Bounding-box items
★ ★ ★ ★ ★

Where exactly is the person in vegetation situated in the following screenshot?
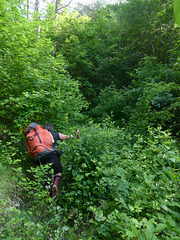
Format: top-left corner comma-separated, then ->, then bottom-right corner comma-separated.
42,123 -> 79,198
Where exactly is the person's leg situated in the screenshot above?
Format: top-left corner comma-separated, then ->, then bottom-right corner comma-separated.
52,172 -> 62,197
51,155 -> 62,198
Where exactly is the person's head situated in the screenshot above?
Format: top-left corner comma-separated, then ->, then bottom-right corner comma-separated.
44,123 -> 54,132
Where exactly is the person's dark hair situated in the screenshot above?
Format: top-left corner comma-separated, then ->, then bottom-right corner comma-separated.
44,123 -> 54,132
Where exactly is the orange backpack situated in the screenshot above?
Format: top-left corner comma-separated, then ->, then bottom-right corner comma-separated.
24,122 -> 55,160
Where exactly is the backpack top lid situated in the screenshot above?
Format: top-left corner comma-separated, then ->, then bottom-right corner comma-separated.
24,122 -> 39,136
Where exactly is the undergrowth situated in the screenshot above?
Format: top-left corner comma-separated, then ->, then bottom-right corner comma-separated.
0,123 -> 180,240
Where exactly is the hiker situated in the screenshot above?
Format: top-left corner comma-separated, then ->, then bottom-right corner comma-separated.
42,123 -> 79,198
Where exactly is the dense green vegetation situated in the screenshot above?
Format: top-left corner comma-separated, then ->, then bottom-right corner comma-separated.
0,0 -> 180,240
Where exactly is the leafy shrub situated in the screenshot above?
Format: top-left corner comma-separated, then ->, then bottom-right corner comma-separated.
60,126 -> 180,239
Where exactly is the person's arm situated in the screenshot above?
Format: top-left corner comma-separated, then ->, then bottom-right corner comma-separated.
59,133 -> 74,140
59,128 -> 79,140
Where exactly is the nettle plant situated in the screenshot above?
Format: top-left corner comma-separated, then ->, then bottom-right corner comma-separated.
60,125 -> 180,240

★ ★ ★ ★ ★

__TASK TO CARRY OUT__:
Copy every line of the items above word for word, but leave the pictures out.

__EXERCISE SOLUTION__:
Where exactly is the person in vegetation situated in the following screenshot?
Format: top-left corner comma-separated, then ->, then bottom-right corner comma-separated.
42,123 -> 79,198
Where exactly is the person's leg situated in the screenshot above?
Format: top-left corner comma-separated, then ->, then bottom-right corner comma-separated.
52,172 -> 62,197
51,155 -> 62,198
Where exactly is the person's head situated in the screenshot above?
Format: top-left corner comma-separated, then ->, then bottom-right corner comma-separated.
44,123 -> 54,132
Where exactly is the person's dark hair situated in the screenshot above?
Format: top-left corner comma-separated, then ->, then bottom-right corner comma-separated.
44,123 -> 54,132
Where exactly is the orange backpack situated in the screenshot above?
Format: top-left corner comma-separated, then ->, then bottom-right corner comma-separated.
24,122 -> 55,160
Where exactly is the backpack top lid situated in the screenshot above?
Format: top-left corner comma-separated, then ->, then bottom-right corner comma-separated.
24,122 -> 39,136
Where exactly is the undergrowth situated in the screenshot above?
Format: top-left corner comma-separated, then ->, then bottom-right corner comma-separated.
0,123 -> 180,240
Where exactly is the hiker situated in the screenshot above?
Format: top-left corner comma-separated, then ->, then bottom-right corner comma-separated.
42,123 -> 79,198
Where exactly is the dense green vegetation situated in the screenshot above?
Format: top-left corner comma-separated, then ->, then bottom-right corner comma-separated.
0,0 -> 180,240
Where exactly is the leafy shrub situated in the screenshot above?
Format: top-left corner comma-separated, then ->, then bottom-right corner comma-separated.
60,126 -> 180,239
Where exactly is the person's arm situated in the screenshot above?
Format: top-left corner comma-separated, then ->, then bottom-right corner comma-separated.
59,133 -> 74,140
59,128 -> 79,140
Where exactly is the nettle plant situated in the screenshot above?
Format: top-left corner comma-separated, then ->, then bottom-right corner comma-separated.
60,125 -> 180,240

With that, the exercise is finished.